• Teks Bacaan:
▼

Sabtu, 22 November 2014

Membasmi Kesialan dan Menjadi Super Beruntung

Membasmi Kesialan dan Menjadi Super Beruntung

Bayangkan bahwa anda menjadi atlet Olimpiade dan berhasil memenangkan medali perunggu nomor lari atletik. Tentu Anda akan senang, gembira berbunga-bunga.

Bayangkan tahun berikutnya Anda kembali mengikuti lomba atletik dan kali ini meraih medali perak. Tentu Anda semakin gembira.

Betul demikian? Ternyata tidak.
Riset menunjukkan bahwa "atlit peraih medali perunggu lebih merasa puas dibandingkan dengan peraih perak".

Mengapa demikian?
medali perak relatif kurang puas karena merasa ‘dengan sedikit usaha lagi’ dia bisa meraih emas. Sedangkan peraih medali perunggu merasa sangat puas karena ‘untung tidak kurang usaha’ sehingga akhirnya masih bisa mendapat medali.
Ada seorang Pramugari bernama Patricia.

Salah satu penerbangannya terpaksa berhenti sementara karena ada penumpang mabuk dan bertindak kasar. Penerbangan lainnya tersambar petir. beberapa minggu kemudian penerbangannya terpaksa mendarat darurat. Patricia ini benar-benar pembawa sial dan juga sial. Dia juga berkali-kali putus dengan pacarnya, dan sepertinya selalu berada di waktu dan tempat yang salah.

Hal-hal tersebut diatas akhirnya menimbulkan minat Professor Richard Wiseman, seorang Propesor bidang Psikologi dari University of Hertfordshire Inggris, Ia kemudian meneliti hal-hal yang membedakan orang-orang beruntung dengan orang-orang yang sial. Wiseman kemudian merekrut sekelompok orang yang merasa hidupnya selalu untung, dan sekelompok lain yang hidupnya selalu sial.

▲

• Baris Data:
▼

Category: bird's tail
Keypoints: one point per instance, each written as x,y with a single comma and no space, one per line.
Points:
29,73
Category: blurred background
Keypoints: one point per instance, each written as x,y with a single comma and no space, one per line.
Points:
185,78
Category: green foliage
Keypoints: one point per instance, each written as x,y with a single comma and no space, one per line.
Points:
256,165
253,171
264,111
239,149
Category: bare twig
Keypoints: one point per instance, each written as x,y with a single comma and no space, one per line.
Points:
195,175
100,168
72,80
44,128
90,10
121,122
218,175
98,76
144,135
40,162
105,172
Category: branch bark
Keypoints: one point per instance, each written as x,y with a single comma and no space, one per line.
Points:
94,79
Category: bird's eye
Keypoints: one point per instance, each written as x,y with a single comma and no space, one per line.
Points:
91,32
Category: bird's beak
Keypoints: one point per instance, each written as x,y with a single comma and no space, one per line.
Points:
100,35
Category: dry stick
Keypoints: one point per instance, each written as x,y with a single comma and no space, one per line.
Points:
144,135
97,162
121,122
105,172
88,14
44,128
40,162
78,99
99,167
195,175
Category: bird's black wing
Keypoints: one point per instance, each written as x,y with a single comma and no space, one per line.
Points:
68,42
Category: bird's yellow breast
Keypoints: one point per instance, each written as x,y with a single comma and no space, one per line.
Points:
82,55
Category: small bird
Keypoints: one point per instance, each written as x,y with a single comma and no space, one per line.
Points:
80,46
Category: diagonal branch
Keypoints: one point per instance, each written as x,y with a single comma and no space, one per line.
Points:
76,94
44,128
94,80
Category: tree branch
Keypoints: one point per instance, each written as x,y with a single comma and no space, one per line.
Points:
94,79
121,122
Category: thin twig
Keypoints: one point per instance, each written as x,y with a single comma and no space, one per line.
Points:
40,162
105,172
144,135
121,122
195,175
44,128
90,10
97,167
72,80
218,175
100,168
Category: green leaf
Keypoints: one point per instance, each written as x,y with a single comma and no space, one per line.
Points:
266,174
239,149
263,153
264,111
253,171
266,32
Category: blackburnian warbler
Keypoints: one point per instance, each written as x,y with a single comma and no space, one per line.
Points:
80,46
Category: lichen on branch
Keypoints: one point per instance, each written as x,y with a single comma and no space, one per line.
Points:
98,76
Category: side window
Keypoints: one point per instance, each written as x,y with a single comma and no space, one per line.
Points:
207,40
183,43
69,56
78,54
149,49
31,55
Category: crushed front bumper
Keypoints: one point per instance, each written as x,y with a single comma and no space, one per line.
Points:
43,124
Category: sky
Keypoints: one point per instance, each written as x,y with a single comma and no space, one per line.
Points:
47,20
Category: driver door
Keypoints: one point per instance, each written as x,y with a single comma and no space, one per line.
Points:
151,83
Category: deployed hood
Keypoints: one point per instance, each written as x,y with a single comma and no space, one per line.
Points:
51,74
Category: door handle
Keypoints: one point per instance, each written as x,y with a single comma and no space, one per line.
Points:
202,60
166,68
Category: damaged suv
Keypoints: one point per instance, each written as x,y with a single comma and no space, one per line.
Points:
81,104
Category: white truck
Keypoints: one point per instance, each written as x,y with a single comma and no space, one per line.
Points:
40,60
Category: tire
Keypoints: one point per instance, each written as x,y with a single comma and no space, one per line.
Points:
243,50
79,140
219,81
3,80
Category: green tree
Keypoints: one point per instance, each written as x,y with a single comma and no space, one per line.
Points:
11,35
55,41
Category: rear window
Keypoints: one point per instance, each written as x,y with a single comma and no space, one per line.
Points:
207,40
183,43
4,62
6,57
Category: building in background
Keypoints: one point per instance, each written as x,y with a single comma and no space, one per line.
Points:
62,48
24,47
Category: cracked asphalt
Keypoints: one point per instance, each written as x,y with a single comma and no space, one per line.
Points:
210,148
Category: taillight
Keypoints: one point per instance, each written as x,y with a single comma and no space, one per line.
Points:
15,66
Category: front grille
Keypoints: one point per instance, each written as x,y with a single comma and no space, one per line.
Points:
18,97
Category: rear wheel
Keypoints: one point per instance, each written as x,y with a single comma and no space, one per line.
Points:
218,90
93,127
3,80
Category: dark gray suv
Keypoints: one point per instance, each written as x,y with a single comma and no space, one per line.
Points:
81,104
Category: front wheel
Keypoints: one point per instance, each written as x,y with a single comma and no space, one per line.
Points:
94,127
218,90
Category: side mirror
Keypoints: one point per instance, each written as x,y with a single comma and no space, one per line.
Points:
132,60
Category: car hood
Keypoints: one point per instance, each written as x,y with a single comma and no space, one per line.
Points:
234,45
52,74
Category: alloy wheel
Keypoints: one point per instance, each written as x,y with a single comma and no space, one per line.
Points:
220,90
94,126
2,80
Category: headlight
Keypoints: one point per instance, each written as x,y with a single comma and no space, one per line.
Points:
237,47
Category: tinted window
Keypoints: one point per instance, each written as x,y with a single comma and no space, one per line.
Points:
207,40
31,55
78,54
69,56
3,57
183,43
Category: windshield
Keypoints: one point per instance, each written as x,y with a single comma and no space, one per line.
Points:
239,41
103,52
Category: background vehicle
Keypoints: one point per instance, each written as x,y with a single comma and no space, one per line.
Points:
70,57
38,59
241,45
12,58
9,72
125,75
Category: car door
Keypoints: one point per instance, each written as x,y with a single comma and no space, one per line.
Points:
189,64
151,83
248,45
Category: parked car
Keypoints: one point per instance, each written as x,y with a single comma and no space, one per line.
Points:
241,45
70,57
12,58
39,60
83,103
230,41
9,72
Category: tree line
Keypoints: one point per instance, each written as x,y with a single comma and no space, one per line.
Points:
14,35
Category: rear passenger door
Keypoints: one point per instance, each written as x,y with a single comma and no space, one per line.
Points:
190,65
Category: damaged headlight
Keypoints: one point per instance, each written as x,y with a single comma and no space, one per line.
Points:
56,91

▲

• Soal Latihan: Tuliskan kembali bagian teks bacaan mulai dari "Mengapa demikian?" sampai dengan "Pramugari bernama Patricia.", tanpa mengubah apa pun. Kerjakan hanya dengan berpedoman pada teks bacaan.

• Jawaban Tugas:
Mengapa demikian?
medali perak relatif kurang puas karena merasa ‘dengan sedikit usaha lagi’ dia bisa meraih emas. Sedangkan peraih medali perunggu merasa sangat puas karena ‘untung tidak kurang usaha’ sehingga akhirnya masih bisa mendapat medali.
Ada seorang Pramugari bernama Patricia.